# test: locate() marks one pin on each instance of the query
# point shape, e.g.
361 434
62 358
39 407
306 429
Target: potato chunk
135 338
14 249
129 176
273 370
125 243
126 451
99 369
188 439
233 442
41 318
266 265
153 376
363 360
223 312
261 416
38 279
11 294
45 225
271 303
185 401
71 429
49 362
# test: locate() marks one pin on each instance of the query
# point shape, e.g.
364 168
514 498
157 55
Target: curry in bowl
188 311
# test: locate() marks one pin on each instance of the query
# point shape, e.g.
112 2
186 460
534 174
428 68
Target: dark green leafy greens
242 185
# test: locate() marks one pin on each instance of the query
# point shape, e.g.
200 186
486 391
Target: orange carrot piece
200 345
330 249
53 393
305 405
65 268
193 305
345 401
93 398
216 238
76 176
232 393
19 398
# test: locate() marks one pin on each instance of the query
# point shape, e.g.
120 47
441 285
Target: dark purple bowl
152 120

■ ■ ■ ■ ■

◆ What you have to do
List every line in the data above that contains the word "bowl", treating uppercase and lowercase letters as different.

◆ Exercise solution
Target: curry in bowl
Target: dark purple bowl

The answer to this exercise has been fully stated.